● **Text provided**:
:::::
Ku. Alagirisami or G. Alagirisami (23 June 1923– 28 March 1949) was a Tamil writer from Tamil Nadu, India.

Biography
He was born in Idaicheval village near Kovilpatti. He was a childhood friend of Ki. Rajanarayanan. He completed his SSLC and worked as a teacher and then as a clerk in the registrar office. He later became a journalist and wrote for  Tamil publications like Tamil Mani, Sakthi and Prasanda Vikatan. His first short story Urakkam Kolluma was published in Ananda Bodhini in 1943. He became a sub-editor at Sakthi in 1947. He was a friend and contemporary of Vallikannan, Pudumaipithan and T. M. Chidambara Ragunathan. His first short story collection - Ku. Alagirisamy kathaigal was published in 1952 with a foreword from Kalki Krishnamurthy. In 1953, he went to Malaysia to work in Tamil Nesan. He married Seethalakshmi in 1955. During 1960-65 he worked as a sub-editor in Navasakthi. He freelanced during 1965-70. He worked at Soviet Nadu for a few months until his death. In 1967, the Government of Tamil Nadu's Tamil development department awarded a prize for his play Kavichakravarthi (lit. Emperor among poets). He was noted for his short stories. In 1970, he was awarded the Sahitya Akademi Award for Tamil posthumously for his short story collection Anbalippu.
:::::
● **Provided data**:

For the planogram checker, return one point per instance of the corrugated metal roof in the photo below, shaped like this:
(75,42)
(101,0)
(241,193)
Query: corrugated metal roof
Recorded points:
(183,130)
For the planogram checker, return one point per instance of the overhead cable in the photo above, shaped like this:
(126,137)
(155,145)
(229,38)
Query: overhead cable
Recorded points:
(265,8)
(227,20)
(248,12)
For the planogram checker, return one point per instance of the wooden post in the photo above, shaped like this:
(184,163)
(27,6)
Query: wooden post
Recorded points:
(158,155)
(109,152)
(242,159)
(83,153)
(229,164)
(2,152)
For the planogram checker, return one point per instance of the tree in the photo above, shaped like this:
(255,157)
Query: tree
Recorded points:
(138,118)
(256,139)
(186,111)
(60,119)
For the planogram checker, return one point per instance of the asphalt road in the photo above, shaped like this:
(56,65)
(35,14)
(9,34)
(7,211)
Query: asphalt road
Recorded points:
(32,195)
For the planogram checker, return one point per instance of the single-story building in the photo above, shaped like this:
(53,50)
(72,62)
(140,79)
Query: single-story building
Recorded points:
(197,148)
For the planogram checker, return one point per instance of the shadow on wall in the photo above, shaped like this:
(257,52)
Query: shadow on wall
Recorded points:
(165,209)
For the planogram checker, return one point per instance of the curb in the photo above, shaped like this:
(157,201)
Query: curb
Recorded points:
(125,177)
:::::
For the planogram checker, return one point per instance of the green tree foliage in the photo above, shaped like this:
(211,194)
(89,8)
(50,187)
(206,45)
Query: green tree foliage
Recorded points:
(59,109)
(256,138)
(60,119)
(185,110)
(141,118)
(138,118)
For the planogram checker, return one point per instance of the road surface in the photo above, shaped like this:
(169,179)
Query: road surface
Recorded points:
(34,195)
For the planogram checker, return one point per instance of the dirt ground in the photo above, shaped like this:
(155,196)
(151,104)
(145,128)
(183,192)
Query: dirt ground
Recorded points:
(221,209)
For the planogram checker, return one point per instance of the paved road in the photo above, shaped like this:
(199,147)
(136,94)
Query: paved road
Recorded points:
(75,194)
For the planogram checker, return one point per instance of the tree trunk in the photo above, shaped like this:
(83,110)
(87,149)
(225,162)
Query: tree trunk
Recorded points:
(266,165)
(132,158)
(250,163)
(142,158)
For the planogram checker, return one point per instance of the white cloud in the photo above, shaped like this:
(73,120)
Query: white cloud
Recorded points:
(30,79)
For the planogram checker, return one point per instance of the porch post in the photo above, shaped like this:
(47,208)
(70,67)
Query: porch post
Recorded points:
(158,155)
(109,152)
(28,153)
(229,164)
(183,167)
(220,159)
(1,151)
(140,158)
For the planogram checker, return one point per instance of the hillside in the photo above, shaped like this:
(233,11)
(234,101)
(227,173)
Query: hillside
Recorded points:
:::::
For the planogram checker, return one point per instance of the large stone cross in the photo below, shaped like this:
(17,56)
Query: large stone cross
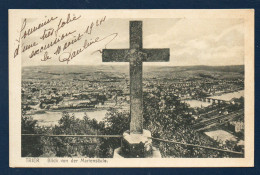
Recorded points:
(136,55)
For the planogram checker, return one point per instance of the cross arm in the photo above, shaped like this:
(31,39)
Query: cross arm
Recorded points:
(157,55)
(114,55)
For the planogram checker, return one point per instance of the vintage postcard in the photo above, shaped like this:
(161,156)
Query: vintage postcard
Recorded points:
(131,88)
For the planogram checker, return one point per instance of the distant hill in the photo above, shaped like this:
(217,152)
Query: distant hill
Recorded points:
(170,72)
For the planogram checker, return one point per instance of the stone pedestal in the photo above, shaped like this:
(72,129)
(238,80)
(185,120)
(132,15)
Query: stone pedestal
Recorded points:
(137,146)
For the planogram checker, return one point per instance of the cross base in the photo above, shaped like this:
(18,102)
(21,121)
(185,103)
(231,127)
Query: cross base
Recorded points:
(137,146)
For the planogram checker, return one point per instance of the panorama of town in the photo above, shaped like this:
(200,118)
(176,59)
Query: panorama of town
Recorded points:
:::::
● **What you will do**: Condense the paragraph of the Ku. Alagirisami text that starts "He was born in Idaicheval village" into a list that keeps its main facts.

● **Task answer**:
- Born in Idaicheval village near Kovilpatti; childhood friend of Ki. Rajanarayanan
- Completed his SSLC; worked as a teacher, then as a clerk in the registrar office
- Became a journalist, writing for Tamil Mani, Sakthi and Prasanda Vikatan
- 1943: first short story, Urakkam Kolluma, published in Ananda Bodhini
- 1947: became sub-editor at Sakthi
- Friend and contemporary of Vallikannan, Pudumaipithan and T. M. Chidambara Ragunathan
- 1952: first short story collection, Ku. Alagirisamy kathaigal, published with a foreword by Kalki Krishnamurthy
- 1953: went to Malaysia to work in Tamil Nesan
- 1955: married Seethalakshmi
- 1960–65: sub-editor at Navasakthi; 1965–70: freelanced
- Worked at Soviet Nadu for a few months until his death
- 1967: his play Kavichakravarthi won a prize from the Tamil Nadu government's Tamil development department
- Noted for his short stories; in 1970 received the Sahitya Akademi Award for Tamil posthumously for the collection Anbalippu